#### Exercise aim
In the listing below, find the line holding "Query: browned sausage" and the line holding "[[107, 184]]". Write out those two lines and all lines between, exactly, and nothing more.

+++ Given information +++

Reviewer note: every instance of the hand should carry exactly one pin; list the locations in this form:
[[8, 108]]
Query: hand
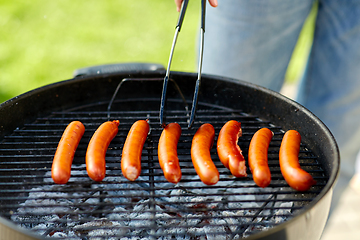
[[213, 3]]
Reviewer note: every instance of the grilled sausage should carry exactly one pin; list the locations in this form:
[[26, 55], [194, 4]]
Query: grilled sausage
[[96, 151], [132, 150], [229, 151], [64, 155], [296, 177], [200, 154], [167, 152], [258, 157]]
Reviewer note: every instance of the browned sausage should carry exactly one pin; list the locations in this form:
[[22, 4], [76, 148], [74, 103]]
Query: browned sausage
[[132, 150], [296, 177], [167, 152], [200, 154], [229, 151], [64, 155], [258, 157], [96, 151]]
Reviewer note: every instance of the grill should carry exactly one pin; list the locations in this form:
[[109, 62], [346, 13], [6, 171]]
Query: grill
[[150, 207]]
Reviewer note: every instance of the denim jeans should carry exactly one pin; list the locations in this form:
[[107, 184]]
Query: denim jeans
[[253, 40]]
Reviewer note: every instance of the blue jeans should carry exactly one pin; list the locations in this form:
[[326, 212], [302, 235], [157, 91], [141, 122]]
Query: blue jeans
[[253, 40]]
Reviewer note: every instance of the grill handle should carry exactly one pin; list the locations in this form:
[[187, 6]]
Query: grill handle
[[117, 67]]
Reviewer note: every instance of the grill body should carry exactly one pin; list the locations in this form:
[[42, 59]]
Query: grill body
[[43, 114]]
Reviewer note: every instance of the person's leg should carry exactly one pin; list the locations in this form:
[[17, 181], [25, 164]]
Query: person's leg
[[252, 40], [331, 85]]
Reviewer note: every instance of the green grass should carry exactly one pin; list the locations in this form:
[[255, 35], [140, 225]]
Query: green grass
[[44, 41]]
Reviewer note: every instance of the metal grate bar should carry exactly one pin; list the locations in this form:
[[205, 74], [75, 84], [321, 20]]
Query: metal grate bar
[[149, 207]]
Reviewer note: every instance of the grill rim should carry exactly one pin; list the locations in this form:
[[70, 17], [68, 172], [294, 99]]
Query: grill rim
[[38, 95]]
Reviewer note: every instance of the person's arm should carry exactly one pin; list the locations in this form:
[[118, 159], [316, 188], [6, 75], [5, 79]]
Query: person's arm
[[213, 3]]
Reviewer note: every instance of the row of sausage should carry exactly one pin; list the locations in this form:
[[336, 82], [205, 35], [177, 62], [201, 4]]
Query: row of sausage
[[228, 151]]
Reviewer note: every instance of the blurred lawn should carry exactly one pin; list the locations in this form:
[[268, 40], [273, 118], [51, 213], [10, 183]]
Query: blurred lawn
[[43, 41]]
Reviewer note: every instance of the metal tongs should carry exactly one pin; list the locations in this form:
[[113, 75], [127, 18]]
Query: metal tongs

+++

#### Finished exercise
Query: browned sausage
[[132, 150], [296, 177], [167, 152], [200, 154], [229, 151], [64, 155], [258, 157], [96, 151]]
Reviewer note: every instance of the grill should carry exactly one pin; list the locations in this form:
[[109, 62], [346, 13], [6, 171]]
Query: grill
[[150, 207]]
Reviewer note: every instance of the denim jeans should carry exactly one pin; list the locations in this form:
[[107, 184]]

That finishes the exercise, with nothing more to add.